**GIVEN PROBLEM**
Format the lines of the data below as a JSON list of strings, one string per line and with blank lines omitted. Include only the part that opens with the line containing "occurrence of rocky" and closes with the line containing "(708, 279), (742, 356)", both lines included.

Records from a data collection:
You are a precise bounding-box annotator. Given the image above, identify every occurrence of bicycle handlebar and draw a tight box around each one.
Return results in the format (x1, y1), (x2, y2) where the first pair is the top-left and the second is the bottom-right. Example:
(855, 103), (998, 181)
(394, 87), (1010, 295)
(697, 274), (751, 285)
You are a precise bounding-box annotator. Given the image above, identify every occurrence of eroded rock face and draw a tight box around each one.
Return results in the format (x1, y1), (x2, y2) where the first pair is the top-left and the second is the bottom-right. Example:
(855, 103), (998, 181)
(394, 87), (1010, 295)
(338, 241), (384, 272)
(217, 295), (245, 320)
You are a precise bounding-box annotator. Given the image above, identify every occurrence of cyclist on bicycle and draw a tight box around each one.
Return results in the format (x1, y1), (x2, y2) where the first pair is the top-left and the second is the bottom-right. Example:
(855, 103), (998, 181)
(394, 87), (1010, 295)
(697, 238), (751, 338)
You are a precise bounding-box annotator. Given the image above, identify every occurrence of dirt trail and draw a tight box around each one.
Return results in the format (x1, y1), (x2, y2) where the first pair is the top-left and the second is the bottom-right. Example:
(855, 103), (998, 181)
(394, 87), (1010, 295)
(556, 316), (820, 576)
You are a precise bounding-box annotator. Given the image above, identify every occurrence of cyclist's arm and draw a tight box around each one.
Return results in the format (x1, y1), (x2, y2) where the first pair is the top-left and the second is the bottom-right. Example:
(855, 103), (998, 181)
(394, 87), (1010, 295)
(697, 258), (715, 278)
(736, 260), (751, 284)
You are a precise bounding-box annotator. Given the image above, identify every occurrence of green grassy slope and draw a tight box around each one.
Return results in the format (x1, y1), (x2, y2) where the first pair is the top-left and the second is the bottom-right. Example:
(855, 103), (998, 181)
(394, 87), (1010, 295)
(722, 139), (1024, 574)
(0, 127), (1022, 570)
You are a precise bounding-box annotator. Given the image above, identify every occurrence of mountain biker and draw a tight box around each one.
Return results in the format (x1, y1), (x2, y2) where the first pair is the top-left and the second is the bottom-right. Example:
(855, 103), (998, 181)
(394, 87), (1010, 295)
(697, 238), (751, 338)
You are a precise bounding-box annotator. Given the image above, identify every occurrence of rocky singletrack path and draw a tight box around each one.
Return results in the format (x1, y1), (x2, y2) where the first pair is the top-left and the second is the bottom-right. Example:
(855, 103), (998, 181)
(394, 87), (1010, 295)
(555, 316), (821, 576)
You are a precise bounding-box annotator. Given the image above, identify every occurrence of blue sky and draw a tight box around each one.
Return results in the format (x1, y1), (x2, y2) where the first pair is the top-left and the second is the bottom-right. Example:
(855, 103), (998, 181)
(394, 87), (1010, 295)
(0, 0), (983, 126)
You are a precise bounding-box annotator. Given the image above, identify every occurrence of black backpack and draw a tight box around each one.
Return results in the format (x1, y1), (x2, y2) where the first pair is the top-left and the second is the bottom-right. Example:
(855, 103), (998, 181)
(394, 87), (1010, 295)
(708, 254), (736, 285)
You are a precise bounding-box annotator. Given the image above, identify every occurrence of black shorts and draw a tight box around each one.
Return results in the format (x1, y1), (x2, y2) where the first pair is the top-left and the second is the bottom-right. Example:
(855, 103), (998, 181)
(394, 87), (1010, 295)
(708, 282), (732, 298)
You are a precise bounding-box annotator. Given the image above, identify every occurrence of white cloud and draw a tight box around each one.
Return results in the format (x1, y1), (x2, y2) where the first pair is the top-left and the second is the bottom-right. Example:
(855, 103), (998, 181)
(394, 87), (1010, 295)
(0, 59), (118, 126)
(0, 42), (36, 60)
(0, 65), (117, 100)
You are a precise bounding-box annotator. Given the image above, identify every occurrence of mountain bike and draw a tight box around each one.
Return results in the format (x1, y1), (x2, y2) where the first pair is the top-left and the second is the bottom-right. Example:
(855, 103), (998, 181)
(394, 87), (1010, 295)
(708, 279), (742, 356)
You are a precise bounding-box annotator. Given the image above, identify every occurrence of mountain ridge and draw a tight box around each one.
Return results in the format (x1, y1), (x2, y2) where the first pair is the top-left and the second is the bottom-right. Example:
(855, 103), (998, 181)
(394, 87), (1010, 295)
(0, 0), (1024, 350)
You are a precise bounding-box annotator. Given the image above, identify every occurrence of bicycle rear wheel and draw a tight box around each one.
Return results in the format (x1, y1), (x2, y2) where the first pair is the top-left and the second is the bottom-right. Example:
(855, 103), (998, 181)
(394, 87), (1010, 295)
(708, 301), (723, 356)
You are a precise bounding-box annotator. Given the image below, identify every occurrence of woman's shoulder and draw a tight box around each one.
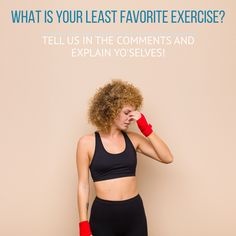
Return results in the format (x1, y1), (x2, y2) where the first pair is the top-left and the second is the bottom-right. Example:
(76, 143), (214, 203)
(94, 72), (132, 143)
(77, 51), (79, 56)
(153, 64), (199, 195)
(78, 132), (95, 145)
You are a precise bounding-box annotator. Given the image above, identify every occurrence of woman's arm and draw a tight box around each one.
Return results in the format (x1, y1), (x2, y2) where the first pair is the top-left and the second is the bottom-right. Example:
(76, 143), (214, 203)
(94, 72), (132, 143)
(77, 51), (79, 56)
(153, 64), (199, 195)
(76, 136), (89, 221)
(130, 111), (173, 164)
(136, 132), (173, 164)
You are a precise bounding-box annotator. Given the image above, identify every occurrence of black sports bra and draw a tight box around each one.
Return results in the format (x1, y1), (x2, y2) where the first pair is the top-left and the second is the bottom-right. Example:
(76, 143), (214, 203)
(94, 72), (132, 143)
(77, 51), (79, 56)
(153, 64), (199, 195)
(89, 131), (137, 182)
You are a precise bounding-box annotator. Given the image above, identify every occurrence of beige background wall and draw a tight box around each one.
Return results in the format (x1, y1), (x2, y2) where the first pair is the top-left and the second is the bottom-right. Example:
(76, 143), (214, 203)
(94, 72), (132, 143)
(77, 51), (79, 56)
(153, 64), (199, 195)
(0, 0), (236, 236)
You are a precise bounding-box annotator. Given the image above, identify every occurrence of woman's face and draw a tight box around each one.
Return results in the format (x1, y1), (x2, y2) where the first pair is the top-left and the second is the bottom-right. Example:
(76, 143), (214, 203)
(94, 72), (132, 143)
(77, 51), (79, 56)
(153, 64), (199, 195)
(114, 105), (135, 130)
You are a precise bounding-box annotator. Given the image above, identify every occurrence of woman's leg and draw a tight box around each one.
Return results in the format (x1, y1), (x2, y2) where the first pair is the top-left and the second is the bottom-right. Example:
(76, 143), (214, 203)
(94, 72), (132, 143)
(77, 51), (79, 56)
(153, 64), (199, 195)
(89, 197), (117, 236)
(90, 194), (148, 236)
(122, 195), (148, 236)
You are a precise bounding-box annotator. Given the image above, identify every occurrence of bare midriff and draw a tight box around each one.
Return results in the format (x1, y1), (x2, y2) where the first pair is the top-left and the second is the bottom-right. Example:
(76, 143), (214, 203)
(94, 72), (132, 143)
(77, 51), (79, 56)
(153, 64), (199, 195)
(94, 176), (138, 201)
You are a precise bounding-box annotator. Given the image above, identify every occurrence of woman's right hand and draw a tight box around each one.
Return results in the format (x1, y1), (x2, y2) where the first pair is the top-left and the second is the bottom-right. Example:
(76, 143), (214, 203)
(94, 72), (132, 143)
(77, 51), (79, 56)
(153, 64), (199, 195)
(79, 220), (93, 236)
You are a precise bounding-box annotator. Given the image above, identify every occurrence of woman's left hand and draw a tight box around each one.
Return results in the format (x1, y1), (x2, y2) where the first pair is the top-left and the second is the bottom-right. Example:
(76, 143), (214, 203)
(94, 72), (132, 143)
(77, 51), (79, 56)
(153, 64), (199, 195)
(129, 111), (141, 122)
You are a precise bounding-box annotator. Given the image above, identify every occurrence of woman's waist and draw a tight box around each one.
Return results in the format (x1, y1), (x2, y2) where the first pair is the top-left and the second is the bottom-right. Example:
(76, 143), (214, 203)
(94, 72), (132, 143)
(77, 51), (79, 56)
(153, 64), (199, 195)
(95, 176), (138, 200)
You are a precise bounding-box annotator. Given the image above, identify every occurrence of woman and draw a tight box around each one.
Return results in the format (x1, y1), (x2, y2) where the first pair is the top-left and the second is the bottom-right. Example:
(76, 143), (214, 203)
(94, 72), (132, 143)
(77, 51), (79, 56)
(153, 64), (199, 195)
(76, 79), (173, 236)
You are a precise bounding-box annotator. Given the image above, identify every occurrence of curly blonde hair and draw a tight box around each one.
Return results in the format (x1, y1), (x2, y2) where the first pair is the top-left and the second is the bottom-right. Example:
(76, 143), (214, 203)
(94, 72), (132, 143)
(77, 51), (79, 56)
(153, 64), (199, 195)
(88, 79), (143, 132)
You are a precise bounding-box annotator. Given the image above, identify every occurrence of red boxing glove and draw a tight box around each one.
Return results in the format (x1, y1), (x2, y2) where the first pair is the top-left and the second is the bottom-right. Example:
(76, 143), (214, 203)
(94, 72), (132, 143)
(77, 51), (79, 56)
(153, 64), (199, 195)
(137, 113), (153, 137)
(79, 220), (92, 236)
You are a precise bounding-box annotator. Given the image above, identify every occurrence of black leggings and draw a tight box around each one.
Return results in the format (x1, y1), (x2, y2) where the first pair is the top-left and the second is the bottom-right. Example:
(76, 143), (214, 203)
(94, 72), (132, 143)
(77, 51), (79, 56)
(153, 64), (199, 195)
(89, 194), (148, 236)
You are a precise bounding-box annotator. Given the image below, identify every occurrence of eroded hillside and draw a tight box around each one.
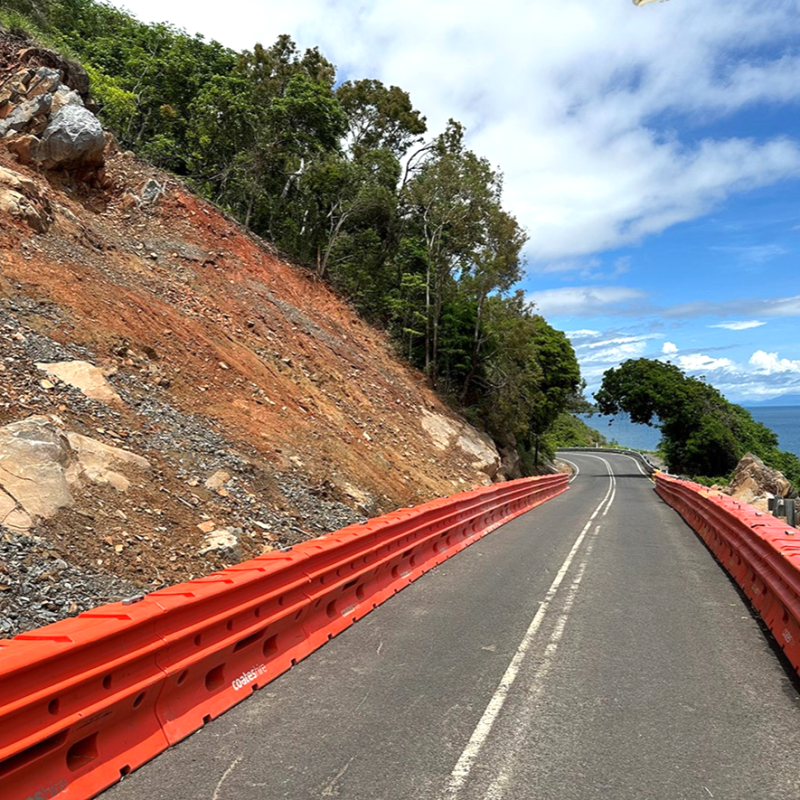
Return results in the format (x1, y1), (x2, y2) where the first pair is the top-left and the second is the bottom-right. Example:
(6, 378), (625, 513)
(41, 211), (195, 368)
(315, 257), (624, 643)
(0, 43), (502, 633)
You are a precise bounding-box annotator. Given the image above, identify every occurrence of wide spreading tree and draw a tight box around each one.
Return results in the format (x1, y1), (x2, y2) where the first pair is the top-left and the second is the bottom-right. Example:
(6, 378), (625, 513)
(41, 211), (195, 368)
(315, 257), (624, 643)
(595, 358), (800, 484)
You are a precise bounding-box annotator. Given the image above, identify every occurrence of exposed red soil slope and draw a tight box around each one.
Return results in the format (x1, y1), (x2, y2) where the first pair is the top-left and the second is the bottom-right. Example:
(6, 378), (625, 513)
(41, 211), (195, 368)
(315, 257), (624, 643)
(0, 145), (496, 585)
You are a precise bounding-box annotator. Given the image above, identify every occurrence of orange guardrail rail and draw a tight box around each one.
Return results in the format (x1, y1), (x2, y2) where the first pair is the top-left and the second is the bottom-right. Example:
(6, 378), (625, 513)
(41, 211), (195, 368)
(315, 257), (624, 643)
(0, 475), (567, 800)
(656, 473), (800, 673)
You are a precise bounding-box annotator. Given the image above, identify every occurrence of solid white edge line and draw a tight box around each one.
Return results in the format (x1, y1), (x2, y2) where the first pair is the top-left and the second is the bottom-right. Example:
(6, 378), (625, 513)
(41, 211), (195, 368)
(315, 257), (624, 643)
(558, 456), (581, 483)
(447, 456), (616, 797)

**EXERCISE OUTPUT**
[
  "You are a precise bounding-box annotator. Given the image above, identify every occurrence of rocky singletrack path and draw a tight box around each one.",
  "Return results in the format (x1, y1), (x2, y2) where the first pair is the top-left and the second is the bottom-right. Example:",
  "(855, 103), (998, 181)",
  "(394, 87), (1010, 295)",
  "(555, 316), (821, 576)",
  "You are a precise bounding-box annotator. Given the image above, identify every occurrence of blue sky and draw a tight box around each one.",
  "Return results in the format (x1, y1), (x2, y2) where the first pair is the top-left and the second is the bottom-right. Example:",
  "(855, 103), (998, 181)",
  "(394, 87), (1010, 295)",
  "(0, 0), (983, 126)",
  "You are a precise bounding-box annotator. Given the image above, identify every occurrence of black backpack and draw a tight box around each one.",
  "Return results in the format (x1, y1), (x2, y2) where the first pair is the top-left and the second is the bottom-right. Example:",
  "(855, 103), (998, 181)",
  "(394, 87), (1010, 295)",
  "(708, 254), (736, 285)",
  "You are a precise bounding-box annotator. Given the image above, identify every occurrence of black shorts and draw a tight box around each one.",
  "Return results in the format (x1, y1), (x2, y2) where the first pair is the top-left and the second is the bottom-right. Example:",
  "(855, 103), (998, 181)",
  "(394, 87), (1010, 295)",
  "(708, 282), (732, 298)",
  "You are a precise bounding-box annotator. Given the image above, identify every occurrence of white cloud and draw a tight box around each one.",
  "Return results in the format (x1, y1), (x2, y2) where the first pair is the top-left and the second is the bottom-right. Example:",
  "(855, 103), (998, 181)",
  "(394, 87), (1010, 295)",
  "(0, 59), (118, 126)",
  "(0, 42), (36, 60)",
  "(0, 65), (117, 100)",
  "You are a precise bounding-box annotator. Given the image above, identify every occurrence of mountain bike and draw a tight box around each one.",
  "Return results in the format (x1, y1), (x2, y2) where the first pair is the top-left and the second is the bottom-right. Example:",
  "(855, 103), (998, 181)",
  "(394, 87), (1010, 295)",
  "(708, 279), (742, 356)"
]